Text:
-- Begin --
Section 6(1) of the Employment Equality Acts, 1998 -2015 provides as follows; - (1) For the purposes of this Act and without prejudice to its provisions relating to discrimination occurring in particular circumstances, discrimination shall be taken to occur where – (a) a person is treated less favourably than another person is,has been or would be treated in a comparable situation on any grounds specified in subsection (2) in this Act referred to as the ’discriminatory ground’
Article 6(1) of Directive 2000/78 provides as follows – Notwithstanding Article 2(2), Member States may provide that differences of treatment on grounds of age shall not constitute discrimination, if, within the context of national law, they are objectively and reasonably justified by a legitimate aim, including legitimate employment policy, labour market and vocational training objectives, and if the means of achieving that aim are appropriate and necessary”.
This has been given effect by S.I. 610 of 2015, Equality (Miscellaneous Provisions) Act, 2015, which amends the Employment Equality Act, 1998 at Section 34(4) as follows –
“Without prejudice to subsection (3), it shall not constitute discrimination on the age ground to fix different ages for the retirement (whether voluntarily or compulsorily) of employees or any class or description of employees if – (a) it is objectively and reasonably justified by a legitimate aim, and (b) the means of achieving that aim are appropriate and necessary”.
Section 85 A (1) of the Act provides as follows:
Where in any proceedings facts are established by or on behalf of a complainant from which it may be presumed that there has been discrimination in relation to him or her, it is for the Respondent to prove the contrary.
Decision. I find that the Complainant has met the burden of proof test and she has established facts from which it is presumed there has been discrimination in relation to her. The burden of proof now passes to the Respondent to prove the contrary.
The Framework Directive (which the Act of 2015 implements), prohibits any direct or indirect discrimination on the grounds of age under Article 2(2) of the Directive. However Employers can fix different ages for the retirement of employees (which would otherwise constitute age discrimination) provided they satisfy both elements of the Framework Directive’s derogation to the general prohibition of Article 2(2). The derogation entails two distinct criteria which are set out at Section 34(4) of the Act of 2015 being – the retirement age must be objectively and reasonably justified by a legitimate aim of the employer and the means of achieving that are both appropriate and necessary.
-- End --
Things to do:
1. From the equality law excerpt, reproduce the passage starting with "Decision. I find" and going on through "to the Respondent to prove the contrary.".
2. According to the equality law excerpt, which statutory instrument gave effect to Article 6(1) of Directive 2000/78?
The listing that comes next is unrelated to the equality law excerpt.

Data:
-- Begin --
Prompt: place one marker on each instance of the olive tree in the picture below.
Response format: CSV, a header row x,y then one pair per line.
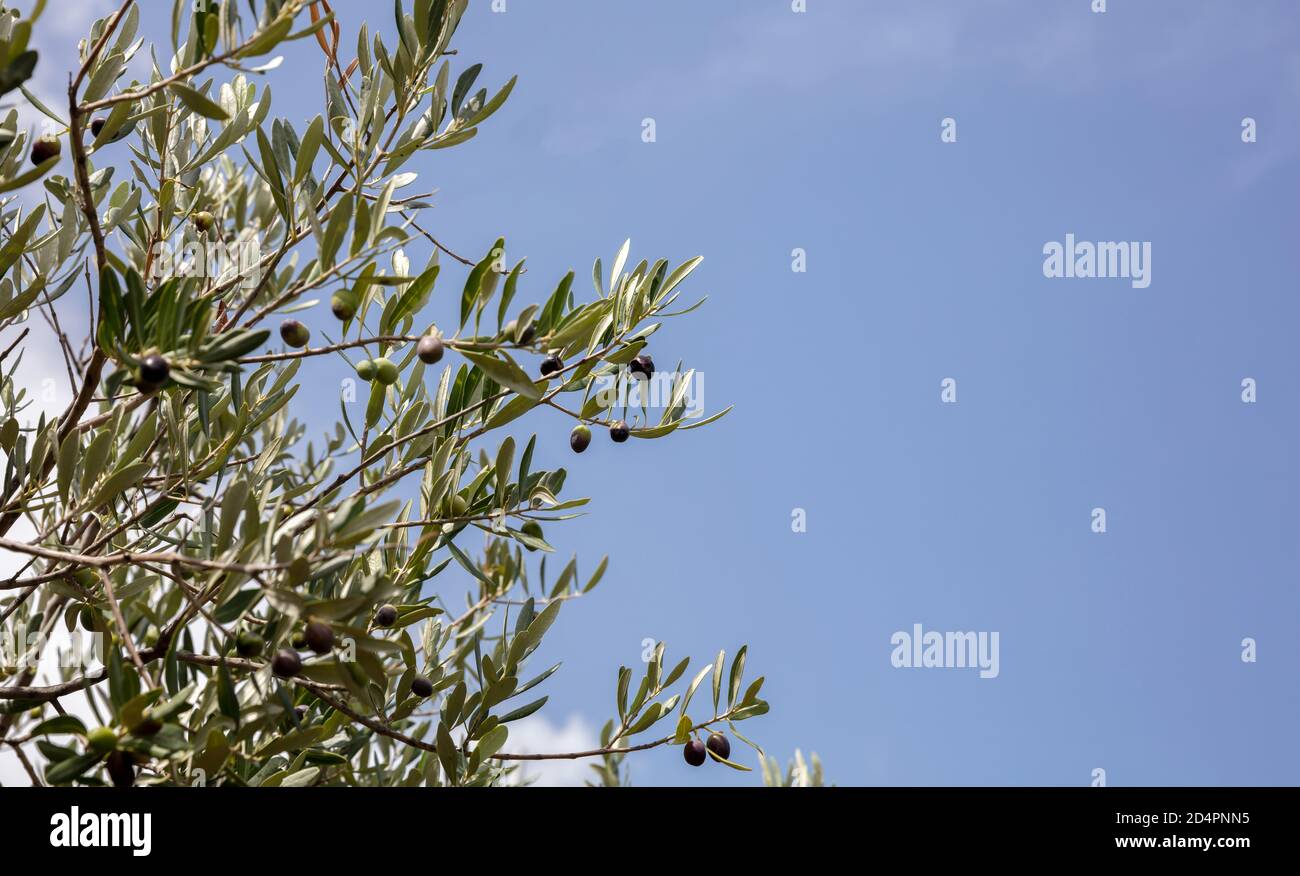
-- End --
Answers provided:
1.
Decision. I find that the Complainant has met the burden of proof test and she has established facts from which it is presumed there has been discrimination in relation to her. The burden of proof now passes to the Respondent to prove the contrary.

2. S.I. 610 of 2015, the Equality (Miscellaneous Provisions) Act, 2015.